• _課題文_:
++++++++

法人情報

退職資金交付事業

事業の概要

私立大学等は、わが国の高等教育の約8割を担っています。
このような私立大学等の重要な役割にかんがみ、教育基本法において、私立学校教育の振興に対する努力義務や教員の質の確保の観点から、教員に対する身分の尊重、待遇の適正等について定められています。

退職資金交付事業は、この教育基本法の趣旨に則り、公の性質を有する私立学校の教員と国公立学校の教員との待遇の均衡を図るとともに、教職員が安んじて教育研究活動に専念できる環境を確保することを目的とし、広く社会全体に貢献する事業です。

退職金の支給は、学校法人の経営において大きなウェイトを占めています。学校法人は、当財団から安定的に退職資金の交付を受けられるので、多くの私立大学等が当財団に加入し、教職員を登録しています。2023(令和5)年4月には、私立大学等を設置する学校法人の約89%が加入し、約13万人の教職員を登録しています。国は、この事業が高等教育を支える学校法人や教職員、学生など広く社会全体に貢献していることから、学校法人が納入する掛金を助成の対象とし、私立大学等に直接補助しています。

++++++++

• _作業課題_:
a) 課題文のうち、「このような私立大学等の重要な」で始まり「大学等に直接補助しています。」まで続く部分をそのまま繰り返してもらえますか。
b) 一覧から、文字列「lawn」を含む行をすべて集めてくれますか。

• _データ行_:
++++++++

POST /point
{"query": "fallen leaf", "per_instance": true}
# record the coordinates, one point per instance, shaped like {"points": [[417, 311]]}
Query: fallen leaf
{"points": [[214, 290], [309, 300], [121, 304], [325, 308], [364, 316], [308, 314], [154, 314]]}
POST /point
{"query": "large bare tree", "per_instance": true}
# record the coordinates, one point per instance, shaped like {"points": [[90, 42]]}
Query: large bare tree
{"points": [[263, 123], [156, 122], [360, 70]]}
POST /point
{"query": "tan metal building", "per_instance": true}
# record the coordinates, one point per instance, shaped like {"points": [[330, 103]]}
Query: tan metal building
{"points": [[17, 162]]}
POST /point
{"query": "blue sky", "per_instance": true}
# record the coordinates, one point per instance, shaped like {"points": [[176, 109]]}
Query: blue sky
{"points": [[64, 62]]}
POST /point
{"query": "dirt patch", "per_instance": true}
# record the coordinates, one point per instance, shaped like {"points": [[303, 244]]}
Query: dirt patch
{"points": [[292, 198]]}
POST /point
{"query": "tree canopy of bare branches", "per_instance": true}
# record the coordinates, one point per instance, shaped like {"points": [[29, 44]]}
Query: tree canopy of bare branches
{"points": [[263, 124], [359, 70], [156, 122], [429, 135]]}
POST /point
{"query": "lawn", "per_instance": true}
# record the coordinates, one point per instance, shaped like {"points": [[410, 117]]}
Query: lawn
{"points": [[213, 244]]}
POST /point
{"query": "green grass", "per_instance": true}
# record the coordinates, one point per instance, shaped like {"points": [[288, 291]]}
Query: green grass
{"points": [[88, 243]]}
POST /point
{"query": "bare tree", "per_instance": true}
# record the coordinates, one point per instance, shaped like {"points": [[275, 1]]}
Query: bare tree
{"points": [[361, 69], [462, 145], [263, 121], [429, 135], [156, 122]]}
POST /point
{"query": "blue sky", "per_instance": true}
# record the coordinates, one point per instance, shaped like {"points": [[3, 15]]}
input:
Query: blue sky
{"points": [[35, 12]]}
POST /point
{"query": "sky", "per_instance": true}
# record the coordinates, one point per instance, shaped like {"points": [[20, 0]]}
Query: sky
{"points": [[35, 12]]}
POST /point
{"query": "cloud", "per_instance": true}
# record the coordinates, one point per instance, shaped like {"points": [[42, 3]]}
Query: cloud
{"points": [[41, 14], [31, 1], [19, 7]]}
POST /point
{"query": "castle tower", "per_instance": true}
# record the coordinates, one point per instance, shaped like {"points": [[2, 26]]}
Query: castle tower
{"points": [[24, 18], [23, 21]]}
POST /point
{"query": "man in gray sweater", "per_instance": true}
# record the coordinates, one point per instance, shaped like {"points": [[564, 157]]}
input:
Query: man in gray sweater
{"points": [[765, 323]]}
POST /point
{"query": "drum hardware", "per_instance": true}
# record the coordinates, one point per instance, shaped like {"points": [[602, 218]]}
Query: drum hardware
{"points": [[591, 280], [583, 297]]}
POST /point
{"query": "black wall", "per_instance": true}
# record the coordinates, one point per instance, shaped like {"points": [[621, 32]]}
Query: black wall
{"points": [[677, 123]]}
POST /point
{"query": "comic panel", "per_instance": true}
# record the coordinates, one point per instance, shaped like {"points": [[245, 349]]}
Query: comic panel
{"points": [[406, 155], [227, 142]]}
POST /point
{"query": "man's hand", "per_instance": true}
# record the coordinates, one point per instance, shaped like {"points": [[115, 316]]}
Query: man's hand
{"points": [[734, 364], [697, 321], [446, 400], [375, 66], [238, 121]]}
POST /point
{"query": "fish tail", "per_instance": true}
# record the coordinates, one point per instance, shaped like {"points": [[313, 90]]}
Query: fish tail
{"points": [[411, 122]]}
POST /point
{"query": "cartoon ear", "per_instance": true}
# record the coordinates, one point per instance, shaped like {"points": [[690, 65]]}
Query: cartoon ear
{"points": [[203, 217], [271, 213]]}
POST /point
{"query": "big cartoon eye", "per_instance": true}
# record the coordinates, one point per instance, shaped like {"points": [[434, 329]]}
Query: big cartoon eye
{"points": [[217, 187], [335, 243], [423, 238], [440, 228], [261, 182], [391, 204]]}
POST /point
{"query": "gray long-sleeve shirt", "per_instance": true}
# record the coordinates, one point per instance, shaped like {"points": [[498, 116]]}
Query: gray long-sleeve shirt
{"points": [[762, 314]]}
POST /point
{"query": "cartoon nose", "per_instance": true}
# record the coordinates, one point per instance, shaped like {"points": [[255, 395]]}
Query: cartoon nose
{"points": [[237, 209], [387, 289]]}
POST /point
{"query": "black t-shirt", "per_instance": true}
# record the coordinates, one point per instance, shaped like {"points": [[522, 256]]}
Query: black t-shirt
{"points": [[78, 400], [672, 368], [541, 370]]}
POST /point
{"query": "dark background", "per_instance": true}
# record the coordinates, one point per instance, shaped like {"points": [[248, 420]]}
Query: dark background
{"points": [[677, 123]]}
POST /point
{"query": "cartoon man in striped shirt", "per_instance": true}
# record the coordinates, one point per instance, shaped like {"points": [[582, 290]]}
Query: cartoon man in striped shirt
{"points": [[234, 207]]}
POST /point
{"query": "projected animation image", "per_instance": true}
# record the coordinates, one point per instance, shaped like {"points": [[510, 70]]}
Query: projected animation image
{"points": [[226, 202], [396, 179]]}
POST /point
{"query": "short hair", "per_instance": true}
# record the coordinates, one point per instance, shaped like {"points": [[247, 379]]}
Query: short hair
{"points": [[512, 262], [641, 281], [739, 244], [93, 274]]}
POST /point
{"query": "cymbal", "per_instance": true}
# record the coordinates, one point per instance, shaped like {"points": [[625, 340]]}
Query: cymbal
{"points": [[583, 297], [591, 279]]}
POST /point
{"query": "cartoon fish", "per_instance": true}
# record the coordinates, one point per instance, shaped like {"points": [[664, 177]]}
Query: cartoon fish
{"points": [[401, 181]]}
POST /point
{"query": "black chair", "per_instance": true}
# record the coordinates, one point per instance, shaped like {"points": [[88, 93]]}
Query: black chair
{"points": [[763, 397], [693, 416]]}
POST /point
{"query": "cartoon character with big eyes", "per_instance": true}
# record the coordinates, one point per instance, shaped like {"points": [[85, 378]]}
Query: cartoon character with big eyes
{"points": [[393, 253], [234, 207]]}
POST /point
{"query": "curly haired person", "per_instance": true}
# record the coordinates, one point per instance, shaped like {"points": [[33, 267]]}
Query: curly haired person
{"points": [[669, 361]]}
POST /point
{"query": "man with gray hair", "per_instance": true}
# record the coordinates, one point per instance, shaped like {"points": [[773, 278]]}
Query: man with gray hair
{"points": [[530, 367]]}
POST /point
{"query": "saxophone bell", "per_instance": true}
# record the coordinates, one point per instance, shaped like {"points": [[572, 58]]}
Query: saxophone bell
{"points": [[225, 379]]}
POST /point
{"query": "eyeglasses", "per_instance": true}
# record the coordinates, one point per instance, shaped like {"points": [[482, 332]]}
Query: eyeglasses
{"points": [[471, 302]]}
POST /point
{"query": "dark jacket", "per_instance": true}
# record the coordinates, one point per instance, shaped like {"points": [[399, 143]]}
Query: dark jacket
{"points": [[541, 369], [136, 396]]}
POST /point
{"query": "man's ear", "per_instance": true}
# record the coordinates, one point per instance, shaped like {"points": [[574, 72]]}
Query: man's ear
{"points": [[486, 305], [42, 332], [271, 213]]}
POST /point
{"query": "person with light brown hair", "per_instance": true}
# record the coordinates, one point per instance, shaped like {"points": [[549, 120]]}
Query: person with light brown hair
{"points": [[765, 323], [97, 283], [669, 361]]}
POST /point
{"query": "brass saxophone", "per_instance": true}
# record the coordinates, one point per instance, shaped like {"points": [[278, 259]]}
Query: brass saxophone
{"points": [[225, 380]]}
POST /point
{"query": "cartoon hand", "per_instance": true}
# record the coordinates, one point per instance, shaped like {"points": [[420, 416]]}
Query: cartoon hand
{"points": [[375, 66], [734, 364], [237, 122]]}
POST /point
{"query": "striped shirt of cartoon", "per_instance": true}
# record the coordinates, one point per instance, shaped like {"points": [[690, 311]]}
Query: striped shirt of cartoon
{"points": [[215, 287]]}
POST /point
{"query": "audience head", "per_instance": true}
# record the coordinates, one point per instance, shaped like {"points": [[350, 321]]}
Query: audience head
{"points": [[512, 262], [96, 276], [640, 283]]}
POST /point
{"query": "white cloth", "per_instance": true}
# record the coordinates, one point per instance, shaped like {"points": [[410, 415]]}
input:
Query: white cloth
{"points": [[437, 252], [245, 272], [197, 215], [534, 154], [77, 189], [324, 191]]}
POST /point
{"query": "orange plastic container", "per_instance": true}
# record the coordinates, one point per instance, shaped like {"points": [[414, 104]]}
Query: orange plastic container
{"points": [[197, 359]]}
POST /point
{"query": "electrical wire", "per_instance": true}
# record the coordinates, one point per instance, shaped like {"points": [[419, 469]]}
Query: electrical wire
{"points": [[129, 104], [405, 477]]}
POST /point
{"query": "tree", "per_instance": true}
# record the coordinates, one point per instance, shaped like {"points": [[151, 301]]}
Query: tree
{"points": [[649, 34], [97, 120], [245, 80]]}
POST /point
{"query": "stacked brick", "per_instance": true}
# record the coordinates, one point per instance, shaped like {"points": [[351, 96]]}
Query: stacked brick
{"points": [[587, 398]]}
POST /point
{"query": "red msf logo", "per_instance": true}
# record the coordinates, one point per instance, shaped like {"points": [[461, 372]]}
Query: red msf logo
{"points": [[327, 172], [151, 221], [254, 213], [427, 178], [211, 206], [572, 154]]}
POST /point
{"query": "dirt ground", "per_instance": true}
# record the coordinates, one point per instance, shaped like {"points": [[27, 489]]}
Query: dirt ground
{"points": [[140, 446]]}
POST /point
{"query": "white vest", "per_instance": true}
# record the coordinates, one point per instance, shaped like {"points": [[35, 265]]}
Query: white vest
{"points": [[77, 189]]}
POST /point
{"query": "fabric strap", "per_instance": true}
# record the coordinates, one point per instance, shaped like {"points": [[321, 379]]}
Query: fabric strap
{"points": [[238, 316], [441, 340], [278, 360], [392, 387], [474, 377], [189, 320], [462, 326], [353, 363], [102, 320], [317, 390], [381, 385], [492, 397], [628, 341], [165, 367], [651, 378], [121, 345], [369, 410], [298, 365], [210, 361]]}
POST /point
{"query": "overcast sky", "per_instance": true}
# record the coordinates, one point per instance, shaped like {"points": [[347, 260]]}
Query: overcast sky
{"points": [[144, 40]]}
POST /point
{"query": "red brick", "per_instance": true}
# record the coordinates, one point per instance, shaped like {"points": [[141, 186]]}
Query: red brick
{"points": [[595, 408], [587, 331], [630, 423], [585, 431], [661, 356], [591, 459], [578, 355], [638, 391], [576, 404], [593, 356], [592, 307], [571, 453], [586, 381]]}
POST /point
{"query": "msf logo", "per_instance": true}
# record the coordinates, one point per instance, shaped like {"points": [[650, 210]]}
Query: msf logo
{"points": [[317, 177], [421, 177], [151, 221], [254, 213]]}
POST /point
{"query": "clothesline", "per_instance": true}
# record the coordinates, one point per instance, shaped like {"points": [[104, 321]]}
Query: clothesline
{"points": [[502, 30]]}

++++++++

• _演習結果_:
a)
このような私立大学等の重要な役割にかんがみ、教育基本法において、私立学校教育の振興に対する努力義務や教員の質の確保の観点から、教員に対する身分の尊重、待遇の適正等について定められています。

退職資金交付事業は、この教育基本法の趣旨に則り、公の性質を有する私立学校の教員と国公立学校の教員との待遇の均衡を図るとともに、教職員が安んじて教育研究活動に専念できる環境を確保することを目的とし、広く社会全体に貢献する事業です。

退職金の支給は、学校法人の経営において大きなウェイトを占めています。学校法人は、当財団から安定的に退職資金の交付を受けられるので、多くの私立大学等が当財団に加入し、教職員を登録しています。2023(令和5)年4月には、私立大学等を設置する学校法人の約89%が加入し、約13万人の教職員を登録しています。国は、この事業が高等教育を支える学校法人や教職員、学生など広く社会全体に貢献していることから、学校法人が納入する掛金を助成の対象とし、私立大学等に直接補助しています。

b)
{"query": "lawn", "per_instance": true}
Query: lawn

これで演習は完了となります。